__SOURCE DOCUMENT__
* * *

It is important to note that all counterfactual random variables are consistent with each other in the sense that there is no contrary assignment among them. Extra independencies across contradicting assignments are imposed by assuming independencies of the error terms in the non-parametric structural equation models. Formally, the counterfactual random variables that are independent in the NPSEM-ie model are:

Assumption 19

(NPSEM-ie independencies) Assume one-step-ahead counterfactuals by recursive substitution. Then the set of one-step-ahead counterfactuals across possibly contradictory interventions are mutually independent:

$$\begin{aligned} \{V_1\}\perp \!\!\! \perp _P \{V_2(pa_2)\mid pa_2 \in \Omega _{\text {pa}(V_2)} \} \perp \!\!\! \perp _P \dots \perp \!\!\! \perp _P \{V_n(pa_n)\mid pa_n \in \Omega _{pa (V_n)} \}, \end{aligned}$$

where \(V_{i}< V_{i+1}\) by the topological sort.

Because the NPSEM-ie independencies also contain the FFRCISTGS independencies, the NPSEM-ie model is strictly stronger than the FFRCISTGS model. Consistency and causal irrelevance are implicit in the NPSEM-ie as well as the FFRCISTGS model.

* * *

Duplicate the part of the passage on counterfactual independence, starting with "(NPSEM-ie independencies) Assume" and going on through "the topological sort.". You won't need the material that follows this text.

* * *

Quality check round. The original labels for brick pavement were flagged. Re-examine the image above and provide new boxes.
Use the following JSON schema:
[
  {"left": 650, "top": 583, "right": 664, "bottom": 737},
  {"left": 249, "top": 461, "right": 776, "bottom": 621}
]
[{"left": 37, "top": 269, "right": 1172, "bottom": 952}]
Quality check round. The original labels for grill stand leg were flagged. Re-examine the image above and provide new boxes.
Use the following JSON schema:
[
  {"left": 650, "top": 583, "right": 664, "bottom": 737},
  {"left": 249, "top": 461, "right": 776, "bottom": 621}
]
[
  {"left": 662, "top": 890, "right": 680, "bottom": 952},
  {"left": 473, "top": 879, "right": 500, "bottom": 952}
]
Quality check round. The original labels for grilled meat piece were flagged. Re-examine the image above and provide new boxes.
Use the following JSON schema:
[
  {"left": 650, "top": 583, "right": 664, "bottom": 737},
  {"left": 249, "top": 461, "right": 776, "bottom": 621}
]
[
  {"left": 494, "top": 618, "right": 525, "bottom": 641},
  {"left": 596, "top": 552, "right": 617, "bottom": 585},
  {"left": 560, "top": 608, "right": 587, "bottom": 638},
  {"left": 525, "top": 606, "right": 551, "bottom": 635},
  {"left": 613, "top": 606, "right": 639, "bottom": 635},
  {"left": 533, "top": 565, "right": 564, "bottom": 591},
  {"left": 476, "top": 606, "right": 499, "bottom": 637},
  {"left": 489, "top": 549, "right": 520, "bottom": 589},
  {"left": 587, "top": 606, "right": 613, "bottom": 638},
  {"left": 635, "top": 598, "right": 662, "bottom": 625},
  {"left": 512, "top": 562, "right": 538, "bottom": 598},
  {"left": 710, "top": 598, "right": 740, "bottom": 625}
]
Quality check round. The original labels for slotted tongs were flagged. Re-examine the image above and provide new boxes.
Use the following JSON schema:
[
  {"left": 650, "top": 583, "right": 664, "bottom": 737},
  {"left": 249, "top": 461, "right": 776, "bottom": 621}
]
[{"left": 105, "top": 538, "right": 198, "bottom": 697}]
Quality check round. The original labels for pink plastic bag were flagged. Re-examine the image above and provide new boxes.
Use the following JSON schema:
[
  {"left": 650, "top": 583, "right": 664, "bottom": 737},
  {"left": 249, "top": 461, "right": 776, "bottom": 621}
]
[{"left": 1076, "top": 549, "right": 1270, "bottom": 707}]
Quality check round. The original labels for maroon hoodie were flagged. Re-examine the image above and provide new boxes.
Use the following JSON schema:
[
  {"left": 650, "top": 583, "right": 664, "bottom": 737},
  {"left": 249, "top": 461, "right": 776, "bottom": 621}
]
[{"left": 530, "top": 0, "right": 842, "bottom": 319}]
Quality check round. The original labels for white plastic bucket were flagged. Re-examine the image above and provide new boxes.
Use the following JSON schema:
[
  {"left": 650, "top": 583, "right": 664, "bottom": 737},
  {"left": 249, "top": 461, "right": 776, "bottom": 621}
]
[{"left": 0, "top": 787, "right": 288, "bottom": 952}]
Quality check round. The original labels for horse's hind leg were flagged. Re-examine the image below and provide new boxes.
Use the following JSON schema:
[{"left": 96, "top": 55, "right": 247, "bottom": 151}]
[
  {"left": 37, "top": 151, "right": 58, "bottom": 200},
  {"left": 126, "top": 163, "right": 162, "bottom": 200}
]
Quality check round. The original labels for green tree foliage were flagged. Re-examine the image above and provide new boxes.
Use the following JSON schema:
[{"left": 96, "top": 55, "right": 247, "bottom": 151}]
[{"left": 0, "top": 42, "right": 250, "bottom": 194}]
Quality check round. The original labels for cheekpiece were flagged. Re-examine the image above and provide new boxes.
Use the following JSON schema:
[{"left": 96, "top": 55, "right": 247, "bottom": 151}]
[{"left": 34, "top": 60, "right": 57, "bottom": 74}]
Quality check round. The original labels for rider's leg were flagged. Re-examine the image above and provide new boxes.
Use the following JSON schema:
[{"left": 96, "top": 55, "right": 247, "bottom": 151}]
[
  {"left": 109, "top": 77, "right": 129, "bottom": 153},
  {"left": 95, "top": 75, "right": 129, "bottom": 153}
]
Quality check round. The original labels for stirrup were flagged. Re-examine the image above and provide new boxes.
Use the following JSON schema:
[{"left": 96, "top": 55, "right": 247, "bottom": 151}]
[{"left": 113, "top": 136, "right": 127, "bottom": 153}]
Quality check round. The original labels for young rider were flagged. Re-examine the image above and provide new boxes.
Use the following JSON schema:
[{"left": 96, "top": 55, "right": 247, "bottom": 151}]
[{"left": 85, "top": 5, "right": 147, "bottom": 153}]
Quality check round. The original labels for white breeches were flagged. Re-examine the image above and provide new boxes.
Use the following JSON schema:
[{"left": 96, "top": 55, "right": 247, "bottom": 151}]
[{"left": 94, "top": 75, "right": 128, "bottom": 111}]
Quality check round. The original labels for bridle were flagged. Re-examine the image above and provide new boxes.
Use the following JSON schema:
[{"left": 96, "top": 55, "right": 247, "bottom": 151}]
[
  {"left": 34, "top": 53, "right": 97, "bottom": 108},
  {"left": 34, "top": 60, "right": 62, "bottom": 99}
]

* * *

__TASK RESPONSE__
(NPSEM-ie independencies) Assume one-step-ahead counterfactuals by recursive substitution. Then the set of one-step-ahead counterfactuals across possibly contradictory interventions are mutually independent:

$$\begin{aligned} \{V_1\}\perp \!\!\! \perp _P \{V_2(pa_2)\mid pa_2 \in \Omega _{\text {pa}(V_2)} \} \perp \!\!\! \perp _P \dots \perp \!\!\! \perp _P \{V_n(pa_n)\mid pa_n \in \Omega _{pa (V_n)} \}, \end{aligned}$$

where \(V_{i}< V_{i+1}\) by the topological sort.